■ **TASK PROMPT**:
Return exactly the lines from the one containing "Task: place one keypoint per instance of the rocky" through the last line of the records below, both included, and leave out any pictures.

■ **THE RECORDS**:
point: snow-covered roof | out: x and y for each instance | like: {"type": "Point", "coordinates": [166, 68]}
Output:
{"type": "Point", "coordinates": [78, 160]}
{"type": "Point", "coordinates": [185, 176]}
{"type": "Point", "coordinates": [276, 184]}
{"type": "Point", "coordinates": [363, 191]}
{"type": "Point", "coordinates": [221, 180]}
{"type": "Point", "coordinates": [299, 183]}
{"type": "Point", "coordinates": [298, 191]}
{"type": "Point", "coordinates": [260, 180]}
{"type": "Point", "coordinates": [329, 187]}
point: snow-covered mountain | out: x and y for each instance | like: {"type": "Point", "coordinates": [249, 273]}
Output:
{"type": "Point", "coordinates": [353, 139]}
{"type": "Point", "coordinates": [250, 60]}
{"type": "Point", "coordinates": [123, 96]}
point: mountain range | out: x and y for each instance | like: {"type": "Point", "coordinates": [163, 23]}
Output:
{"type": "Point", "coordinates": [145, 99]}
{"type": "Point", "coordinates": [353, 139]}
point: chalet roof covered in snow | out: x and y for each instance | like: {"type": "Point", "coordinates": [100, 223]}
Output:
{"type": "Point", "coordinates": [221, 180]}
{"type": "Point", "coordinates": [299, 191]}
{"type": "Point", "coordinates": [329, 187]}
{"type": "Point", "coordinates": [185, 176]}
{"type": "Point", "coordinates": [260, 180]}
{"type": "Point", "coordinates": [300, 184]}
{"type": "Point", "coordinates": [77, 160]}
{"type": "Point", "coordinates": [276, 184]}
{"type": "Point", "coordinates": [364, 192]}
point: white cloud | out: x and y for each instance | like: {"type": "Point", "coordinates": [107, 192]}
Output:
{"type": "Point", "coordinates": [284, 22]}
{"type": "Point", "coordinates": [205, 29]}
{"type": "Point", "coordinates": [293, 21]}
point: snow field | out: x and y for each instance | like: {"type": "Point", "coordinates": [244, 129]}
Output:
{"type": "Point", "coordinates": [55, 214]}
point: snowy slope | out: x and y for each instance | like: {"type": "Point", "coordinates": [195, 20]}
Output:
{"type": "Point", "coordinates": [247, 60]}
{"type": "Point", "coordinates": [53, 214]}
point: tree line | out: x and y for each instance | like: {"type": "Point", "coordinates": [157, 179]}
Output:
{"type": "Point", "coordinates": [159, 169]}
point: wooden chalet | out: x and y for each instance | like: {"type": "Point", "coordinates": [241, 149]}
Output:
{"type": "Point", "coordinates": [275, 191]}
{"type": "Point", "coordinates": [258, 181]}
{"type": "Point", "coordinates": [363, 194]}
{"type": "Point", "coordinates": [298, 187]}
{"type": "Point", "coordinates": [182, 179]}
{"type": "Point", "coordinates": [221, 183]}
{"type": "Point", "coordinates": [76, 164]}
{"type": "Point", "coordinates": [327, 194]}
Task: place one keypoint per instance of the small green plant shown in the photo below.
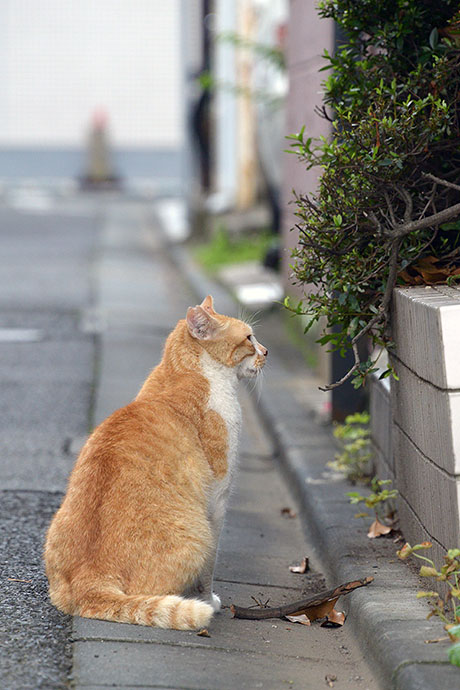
(355, 456)
(380, 500)
(447, 607)
(223, 248)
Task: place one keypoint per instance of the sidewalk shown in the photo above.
(388, 620)
(140, 297)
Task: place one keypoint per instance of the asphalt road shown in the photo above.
(46, 374)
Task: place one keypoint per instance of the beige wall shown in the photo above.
(308, 36)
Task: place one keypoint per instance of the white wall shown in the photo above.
(60, 60)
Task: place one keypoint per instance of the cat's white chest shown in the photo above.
(223, 400)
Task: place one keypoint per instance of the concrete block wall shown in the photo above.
(416, 427)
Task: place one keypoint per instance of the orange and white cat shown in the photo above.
(140, 523)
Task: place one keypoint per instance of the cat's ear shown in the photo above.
(201, 324)
(208, 305)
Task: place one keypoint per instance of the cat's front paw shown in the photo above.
(215, 602)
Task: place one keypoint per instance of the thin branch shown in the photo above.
(406, 197)
(429, 202)
(382, 315)
(444, 183)
(390, 207)
(298, 607)
(349, 374)
(435, 219)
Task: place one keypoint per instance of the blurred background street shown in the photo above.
(138, 138)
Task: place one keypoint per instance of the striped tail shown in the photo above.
(164, 611)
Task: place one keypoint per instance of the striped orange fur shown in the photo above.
(139, 525)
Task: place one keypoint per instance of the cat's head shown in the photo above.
(227, 340)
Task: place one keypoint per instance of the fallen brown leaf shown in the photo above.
(377, 529)
(431, 271)
(288, 512)
(439, 639)
(302, 568)
(335, 619)
(315, 606)
(303, 619)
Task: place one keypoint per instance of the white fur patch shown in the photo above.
(223, 400)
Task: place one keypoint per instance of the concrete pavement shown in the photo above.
(388, 620)
(140, 295)
(99, 289)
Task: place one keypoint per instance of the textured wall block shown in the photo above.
(426, 329)
(429, 416)
(430, 492)
(381, 417)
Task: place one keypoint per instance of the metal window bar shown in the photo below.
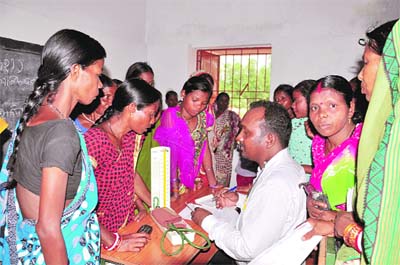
(248, 88)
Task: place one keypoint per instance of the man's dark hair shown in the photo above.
(276, 120)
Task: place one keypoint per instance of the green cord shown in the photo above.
(181, 232)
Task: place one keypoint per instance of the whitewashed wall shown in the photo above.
(119, 25)
(310, 38)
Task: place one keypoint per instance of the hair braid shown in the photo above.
(107, 115)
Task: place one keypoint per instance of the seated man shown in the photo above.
(275, 205)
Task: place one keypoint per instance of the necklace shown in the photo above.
(88, 119)
(116, 138)
(329, 146)
(57, 111)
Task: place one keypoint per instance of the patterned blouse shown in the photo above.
(115, 177)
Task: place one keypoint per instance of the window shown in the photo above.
(243, 73)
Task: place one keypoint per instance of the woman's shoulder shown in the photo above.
(95, 134)
(63, 128)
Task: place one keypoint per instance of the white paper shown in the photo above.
(290, 250)
(349, 202)
(229, 214)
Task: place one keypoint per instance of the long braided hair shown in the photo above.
(131, 91)
(64, 49)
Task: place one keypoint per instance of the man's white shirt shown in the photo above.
(271, 211)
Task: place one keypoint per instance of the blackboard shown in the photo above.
(19, 62)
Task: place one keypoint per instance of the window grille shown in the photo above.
(243, 73)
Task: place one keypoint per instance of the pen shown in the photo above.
(190, 207)
(228, 190)
(232, 189)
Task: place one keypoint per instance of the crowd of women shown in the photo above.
(69, 178)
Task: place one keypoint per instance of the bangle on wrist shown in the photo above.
(351, 234)
(115, 244)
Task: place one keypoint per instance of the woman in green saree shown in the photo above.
(376, 231)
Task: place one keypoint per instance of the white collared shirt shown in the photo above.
(274, 207)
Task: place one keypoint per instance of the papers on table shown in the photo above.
(229, 215)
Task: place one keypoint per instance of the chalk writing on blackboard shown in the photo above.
(19, 62)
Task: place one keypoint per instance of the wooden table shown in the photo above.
(151, 253)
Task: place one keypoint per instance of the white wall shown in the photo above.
(119, 25)
(309, 38)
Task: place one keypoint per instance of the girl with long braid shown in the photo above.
(49, 191)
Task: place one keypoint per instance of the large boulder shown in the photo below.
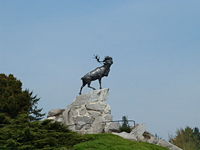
(89, 113)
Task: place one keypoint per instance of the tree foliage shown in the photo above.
(14, 100)
(187, 139)
(20, 128)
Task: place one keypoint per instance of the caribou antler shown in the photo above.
(97, 58)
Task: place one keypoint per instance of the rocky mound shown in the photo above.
(89, 113)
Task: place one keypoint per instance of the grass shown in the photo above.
(114, 142)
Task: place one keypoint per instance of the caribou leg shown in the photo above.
(100, 83)
(82, 87)
(90, 86)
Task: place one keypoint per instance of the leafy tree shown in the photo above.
(14, 100)
(125, 125)
(20, 125)
(187, 139)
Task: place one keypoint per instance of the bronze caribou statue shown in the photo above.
(97, 73)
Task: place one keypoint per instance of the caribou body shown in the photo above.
(97, 73)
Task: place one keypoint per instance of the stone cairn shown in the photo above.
(90, 113)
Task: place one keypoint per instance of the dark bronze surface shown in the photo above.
(97, 73)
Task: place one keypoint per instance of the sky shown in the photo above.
(155, 45)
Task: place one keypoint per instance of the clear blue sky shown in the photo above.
(155, 78)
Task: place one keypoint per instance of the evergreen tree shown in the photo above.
(14, 100)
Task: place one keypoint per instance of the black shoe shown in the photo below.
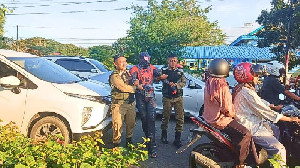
(128, 141)
(153, 154)
(164, 136)
(177, 144)
(177, 141)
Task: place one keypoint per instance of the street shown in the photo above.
(167, 156)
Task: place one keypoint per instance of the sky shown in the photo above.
(89, 23)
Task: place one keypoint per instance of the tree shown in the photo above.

■ **REPLY**:
Task: place one keypoint per instance of the rocky mound shown in the photo above.
(89, 113)
Task: place one keypoint per instance of the grass shown in the photo above.
(114, 142)
Task: place one keypoint per instance of the caribou leg shown in the photo above.
(100, 83)
(82, 87)
(90, 86)
Task: place one keypoint per instance of the leafy tree shown in the photo above.
(14, 100)
(125, 125)
(20, 125)
(187, 139)
Task: place one keypoint per instance of the bronze caribou statue shown in the photo above.
(97, 73)
Task: place one keypoint per instance of the caribou body shown in the photo above.
(97, 73)
Task: place one keypoint per instance of the stone cairn shown in the photo above.
(90, 113)
Task: place one keypoint per instance of the dark bronze surface shown in the photo above.
(97, 73)
Task: place one keypoint per instance of the sky shown in the photo above.
(155, 45)
Task: place one keypoint per instance of the clear blue sky shown in the photo above.
(155, 78)
Task: place one keypoint per instance of the evergreen tree shown in the photo above.
(14, 100)
Task: place one keypoint per instance of the black shoe shown in the photo below.
(128, 141)
(153, 154)
(164, 136)
(177, 144)
(177, 141)
Task: place one keypoint per instance of the street shown in the photo above.
(167, 156)
Task: place one keypoint per instance of the sky shown in the photo above.
(89, 23)
Task: place one keypoint per instance of the tree shown in the photo above.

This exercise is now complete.